Decisions made in this reference

  • Regex over AST: a substring check is faster, doesn't break on syntax-invalid files, and is honest about what we're enforcing (a lexical policy, not a semantic one). An attacker who really wants to bypass it can getattr(pickle, "loads")(...), but at that point we've moved from "easy mistake" to "deliberate evasion" — and bandit catches the latter.
  • pickle.loads? with \b: matches both load and loads. The \b prevents matching unpickle.loads(.
  • Allow tests/: round-trip tests for legacy formats are legitimate.
  • Allow # nosec safe-source: <reason>: explicit allow with a reason. <reason> is the minimum — it could be a URL, a CVE id, a colleague's name — but it must be there. A bare # nosec doesn't allow.
  • encoding='utf-8': pre-commit only ever sends UTF-8 text files; this is safe.
  • Decode errors don't fail the hook: if a file is undecodable, we can't check it; skipping is safer than blocking.

.pre-commit-config.yaml wiring

  - repo: local
    hooks:
      - id: forbid-pickle-loads
        name: Forbid pickle.load(s) outside tests/
        entry: uv run python scripts/precommit/forbid_pickle_loads.py
        language: system
        types: [python]
        exclude: ^scripts/precommit/forbid_pickle_loads\.py$

The exclude line prevents the hook from flagging itself (the file contains pickle.loads? in a regex string).
.....
WORK TASK A: In the pickle hook notes, what does the hook do with a file it cannot decode?
WORK TASK B: Duplicate the pickle hook notes from "- repo: local" up to and including "a regex string).".

SUPPLIED DATA:
.....
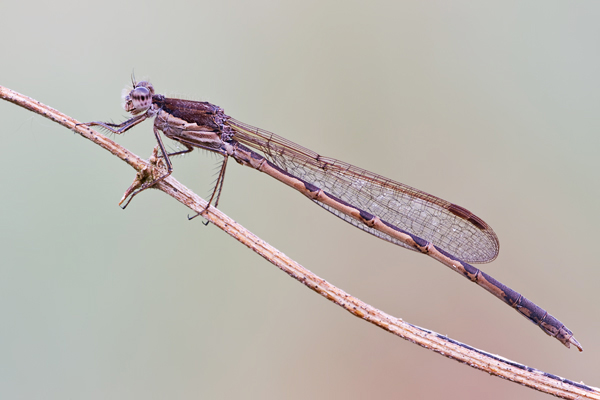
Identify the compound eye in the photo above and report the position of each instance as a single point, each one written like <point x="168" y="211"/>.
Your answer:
<point x="138" y="100"/>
.....
TASK RESULT A: It skips the file and doesn't fail.

TASK RESULT B:
- repo: local
    hooks:
      - id: forbid-pickle-loads
        name: Forbid pickle.load(s) outside tests/
        entry: uv run python scripts/precommit/forbid_pickle_loads.py
        language: system
        types: [python]
        exclude: ^scripts/precommit/forbid_pickle_loads\.py$

The exclude line prevents the hook from flagging itself (the file contains pickle.loads? in a regex string).